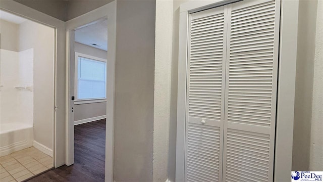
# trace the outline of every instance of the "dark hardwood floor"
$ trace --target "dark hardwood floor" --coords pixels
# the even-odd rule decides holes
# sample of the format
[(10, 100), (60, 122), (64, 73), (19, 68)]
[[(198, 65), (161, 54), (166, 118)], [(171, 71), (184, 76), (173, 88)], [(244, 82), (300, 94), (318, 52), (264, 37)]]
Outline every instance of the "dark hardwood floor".
[(104, 181), (105, 119), (74, 127), (74, 164), (64, 165), (29, 180), (39, 181)]

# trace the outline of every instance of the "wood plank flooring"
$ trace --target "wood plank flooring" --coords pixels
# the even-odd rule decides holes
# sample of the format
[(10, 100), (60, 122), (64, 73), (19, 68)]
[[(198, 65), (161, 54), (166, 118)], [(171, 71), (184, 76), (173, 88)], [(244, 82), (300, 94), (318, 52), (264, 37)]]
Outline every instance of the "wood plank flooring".
[(64, 165), (29, 180), (42, 181), (104, 181), (105, 119), (74, 127), (74, 164)]

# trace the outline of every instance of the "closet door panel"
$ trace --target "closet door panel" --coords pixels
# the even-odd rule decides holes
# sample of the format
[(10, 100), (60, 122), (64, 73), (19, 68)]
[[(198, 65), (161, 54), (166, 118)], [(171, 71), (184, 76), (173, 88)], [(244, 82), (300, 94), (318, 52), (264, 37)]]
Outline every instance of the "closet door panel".
[(189, 16), (187, 181), (222, 179), (227, 13), (221, 7)]
[(273, 180), (280, 2), (229, 6), (224, 180)]

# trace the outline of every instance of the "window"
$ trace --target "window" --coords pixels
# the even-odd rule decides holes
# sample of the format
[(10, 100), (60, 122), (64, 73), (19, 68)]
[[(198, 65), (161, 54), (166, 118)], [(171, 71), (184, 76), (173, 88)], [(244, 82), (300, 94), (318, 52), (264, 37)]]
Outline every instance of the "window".
[(106, 60), (75, 53), (75, 67), (76, 102), (105, 99)]

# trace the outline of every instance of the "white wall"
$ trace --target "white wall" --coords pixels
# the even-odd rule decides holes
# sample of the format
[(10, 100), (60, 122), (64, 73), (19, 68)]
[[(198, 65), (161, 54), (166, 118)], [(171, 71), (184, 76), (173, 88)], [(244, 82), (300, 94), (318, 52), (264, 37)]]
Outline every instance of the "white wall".
[(153, 181), (168, 178), (173, 1), (156, 1)]
[(323, 169), (323, 1), (317, 1), (309, 170)]
[(34, 50), (34, 138), (52, 149), (54, 29), (27, 21), (19, 35), (19, 50)]
[(154, 1), (117, 1), (116, 181), (153, 181), (155, 8)]
[[(94, 48), (83, 44), (75, 42), (76, 52), (106, 59), (106, 51)], [(74, 121), (105, 115), (106, 113), (106, 102), (83, 104), (74, 105)]]
[(18, 52), (19, 25), (0, 19), (0, 49)]
[(187, 1), (156, 2), (154, 181), (175, 181), (179, 6)]

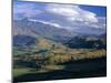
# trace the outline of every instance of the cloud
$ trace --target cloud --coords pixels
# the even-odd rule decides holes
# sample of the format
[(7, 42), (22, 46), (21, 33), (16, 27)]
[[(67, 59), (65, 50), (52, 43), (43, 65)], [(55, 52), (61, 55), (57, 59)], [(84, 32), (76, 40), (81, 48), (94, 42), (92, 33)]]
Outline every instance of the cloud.
[(54, 22), (48, 22), (48, 21), (34, 20), (34, 19), (29, 19), (29, 20), (33, 21), (33, 22), (41, 22), (41, 23), (44, 23), (44, 24), (50, 24), (50, 25), (53, 25), (56, 28), (62, 28), (59, 23), (54, 23)]
[(48, 4), (48, 12), (63, 15), (69, 21), (98, 22), (97, 14), (72, 4)]
[(36, 9), (36, 4), (33, 3), (16, 3), (13, 7), (13, 15), (16, 19), (32, 18), (41, 12), (41, 10)]

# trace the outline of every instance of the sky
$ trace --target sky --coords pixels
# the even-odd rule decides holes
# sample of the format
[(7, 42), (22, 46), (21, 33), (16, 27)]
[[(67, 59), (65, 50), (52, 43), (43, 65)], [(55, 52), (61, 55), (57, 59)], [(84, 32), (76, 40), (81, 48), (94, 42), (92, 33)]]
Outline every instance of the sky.
[[(13, 19), (28, 18), (57, 28), (84, 32), (92, 29), (105, 32), (107, 8), (44, 2), (13, 2)], [(94, 30), (95, 31), (95, 30)]]

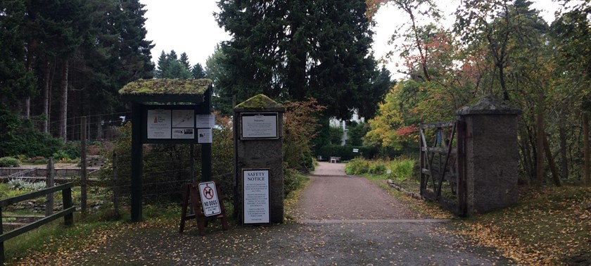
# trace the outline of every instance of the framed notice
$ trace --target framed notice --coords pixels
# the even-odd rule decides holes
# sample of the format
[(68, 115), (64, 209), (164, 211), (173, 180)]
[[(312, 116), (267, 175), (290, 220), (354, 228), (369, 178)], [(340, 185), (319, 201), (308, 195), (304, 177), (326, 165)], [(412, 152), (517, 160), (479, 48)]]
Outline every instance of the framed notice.
[(195, 139), (195, 129), (172, 128), (172, 139)]
[(212, 128), (215, 125), (214, 115), (197, 115), (195, 117), (197, 128)]
[(279, 139), (277, 113), (247, 113), (241, 117), (241, 139)]
[(242, 170), (244, 224), (269, 223), (269, 169)]
[(210, 128), (198, 128), (197, 134), (197, 143), (213, 142), (213, 132)]
[(170, 139), (170, 110), (148, 110), (148, 139)]

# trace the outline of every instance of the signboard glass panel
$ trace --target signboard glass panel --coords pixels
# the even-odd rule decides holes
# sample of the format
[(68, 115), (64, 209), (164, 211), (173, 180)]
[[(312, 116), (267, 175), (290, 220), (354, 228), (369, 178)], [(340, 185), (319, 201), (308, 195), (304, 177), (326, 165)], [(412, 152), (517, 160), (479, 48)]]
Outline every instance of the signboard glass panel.
[(244, 223), (269, 223), (269, 170), (243, 170), (242, 177)]
[(279, 138), (277, 113), (250, 113), (241, 115), (242, 139)]

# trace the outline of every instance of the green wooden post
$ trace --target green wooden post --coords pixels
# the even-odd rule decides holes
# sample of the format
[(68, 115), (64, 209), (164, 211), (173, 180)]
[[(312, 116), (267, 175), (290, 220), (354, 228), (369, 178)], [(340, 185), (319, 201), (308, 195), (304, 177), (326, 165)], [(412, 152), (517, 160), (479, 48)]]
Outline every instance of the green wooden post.
[[(211, 114), (211, 87), (203, 96), (203, 103), (200, 107), (200, 114)], [(211, 178), (211, 144), (201, 144), (201, 181), (210, 181)]]
[(141, 175), (144, 167), (141, 151), (141, 105), (132, 106), (132, 221), (141, 220)]
[[(62, 202), (63, 209), (66, 210), (72, 207), (72, 188), (68, 187), (62, 190)], [(74, 225), (74, 213), (67, 214), (63, 217), (63, 224), (67, 226)]]
[[(2, 208), (0, 208), (0, 235), (4, 234), (4, 232), (2, 230)], [(4, 241), (0, 242), (0, 264), (4, 265)]]

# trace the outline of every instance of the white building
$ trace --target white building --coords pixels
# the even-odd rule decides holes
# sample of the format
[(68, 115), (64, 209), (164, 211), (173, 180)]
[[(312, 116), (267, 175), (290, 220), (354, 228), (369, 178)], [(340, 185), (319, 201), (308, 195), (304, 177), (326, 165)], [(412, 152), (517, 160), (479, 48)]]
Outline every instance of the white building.
[(349, 125), (351, 122), (360, 123), (364, 122), (364, 119), (357, 115), (357, 110), (353, 111), (351, 119), (348, 120), (341, 120), (336, 118), (331, 118), (330, 126), (331, 127), (341, 127), (343, 129), (343, 136), (341, 137), (341, 146), (345, 146), (348, 143), (349, 137), (347, 133), (349, 132)]

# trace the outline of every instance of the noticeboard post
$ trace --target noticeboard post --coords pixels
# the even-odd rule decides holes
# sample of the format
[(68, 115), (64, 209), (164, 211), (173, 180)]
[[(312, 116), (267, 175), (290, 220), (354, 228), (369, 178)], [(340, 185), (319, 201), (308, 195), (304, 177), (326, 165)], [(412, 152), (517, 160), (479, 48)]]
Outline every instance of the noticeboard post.
[(269, 169), (243, 169), (244, 224), (267, 224), (269, 213)]

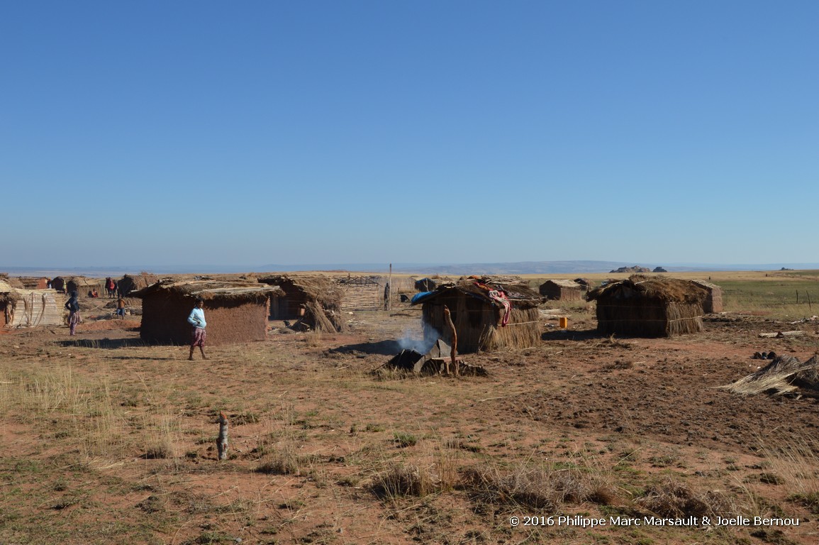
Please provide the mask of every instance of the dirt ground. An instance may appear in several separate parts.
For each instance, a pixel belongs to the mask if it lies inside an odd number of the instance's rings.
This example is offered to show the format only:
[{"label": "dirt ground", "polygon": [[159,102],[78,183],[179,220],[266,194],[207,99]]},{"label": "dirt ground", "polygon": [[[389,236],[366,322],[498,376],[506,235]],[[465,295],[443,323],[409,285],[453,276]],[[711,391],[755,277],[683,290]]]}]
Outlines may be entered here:
[{"label": "dirt ground", "polygon": [[[544,315],[537,347],[464,355],[488,375],[456,379],[371,374],[420,336],[409,306],[351,313],[345,334],[271,322],[265,342],[188,361],[142,343],[138,316],[114,320],[109,303],[84,300],[75,338],[0,334],[0,543],[819,543],[816,400],[719,388],[766,365],[756,352],[811,357],[817,321],[719,315],[696,335],[615,338],[589,306],[565,311],[565,330]],[[784,329],[803,334],[759,336]],[[609,493],[509,501],[501,482],[524,469]],[[420,484],[391,488],[406,472]],[[651,503],[674,487],[790,523],[580,524],[701,515]],[[578,518],[509,522],[532,515]]]}]

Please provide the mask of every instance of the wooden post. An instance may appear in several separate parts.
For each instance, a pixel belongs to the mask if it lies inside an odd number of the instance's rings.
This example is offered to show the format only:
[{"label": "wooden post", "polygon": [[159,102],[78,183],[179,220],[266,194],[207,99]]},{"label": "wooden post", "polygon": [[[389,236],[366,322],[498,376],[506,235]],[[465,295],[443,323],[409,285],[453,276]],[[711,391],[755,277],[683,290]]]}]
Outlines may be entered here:
[{"label": "wooden post", "polygon": [[[455,376],[460,376],[460,370],[458,368],[458,332],[455,330],[455,325],[452,322],[452,316],[450,314],[450,309],[446,305],[444,305],[444,321],[446,322],[446,325],[450,328],[450,334],[452,336],[450,339],[452,342],[450,343],[450,359],[452,361],[452,366],[455,371]],[[450,366],[446,366],[446,374],[450,374]]]},{"label": "wooden post", "polygon": [[228,459],[228,418],[224,412],[219,413],[219,438],[216,439],[219,459]]}]

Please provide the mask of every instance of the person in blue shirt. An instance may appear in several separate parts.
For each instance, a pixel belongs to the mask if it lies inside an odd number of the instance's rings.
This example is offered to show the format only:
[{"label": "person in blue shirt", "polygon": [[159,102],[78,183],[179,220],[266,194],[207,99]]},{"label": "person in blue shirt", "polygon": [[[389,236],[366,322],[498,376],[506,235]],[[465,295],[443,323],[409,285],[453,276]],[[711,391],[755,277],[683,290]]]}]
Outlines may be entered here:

# Short exercise
Copy out every line from the one containing "Please provide the mask of every instance of the wooden" to the end of the material, both ends included.

# In response
Please provide the mask of every instance of the wooden post. An instance may appear in several separate parts.
For each instance, a pixel belongs to the mask if it lies inside an odd number of the instance's rings.
This example is offered to show the format only:
[{"label": "wooden post", "polygon": [[159,102],[78,183],[179,220],[266,194],[207,99]]},{"label": "wooden post", "polygon": [[[389,236],[366,322],[498,376],[506,235]],[[465,295],[443,323],[409,285],[453,276]],[[711,391],[755,277],[683,290]]]}]
Outlines may be entered here:
[{"label": "wooden post", "polygon": [[[455,376],[460,376],[460,370],[458,368],[458,332],[455,330],[455,325],[452,322],[452,316],[450,314],[450,309],[446,305],[444,305],[444,321],[446,322],[446,325],[450,328],[450,334],[452,336],[450,339],[452,342],[450,343],[450,359],[452,361],[452,366],[455,371]],[[450,366],[446,366],[446,374],[450,374]]]},{"label": "wooden post", "polygon": [[228,459],[228,418],[224,412],[219,413],[219,438],[216,439],[219,459]]}]

Please provide the mask of every instance of the person in blue shirt. An instance may appear in several separate parts.
For each instance, a pixel belongs to the mask if it lies inside an odd number of the instance's rings.
This example is offered to show the format only:
[{"label": "person in blue shirt", "polygon": [[159,102],[78,183],[179,220],[266,194],[207,99]]},{"label": "person in blue shirt", "polygon": [[[389,236],[366,322],[498,376],[506,235]],[[465,295],[443,323],[409,285],[453,276]],[[711,391],[755,277],[683,290]]]}]
Outlines may be entered here:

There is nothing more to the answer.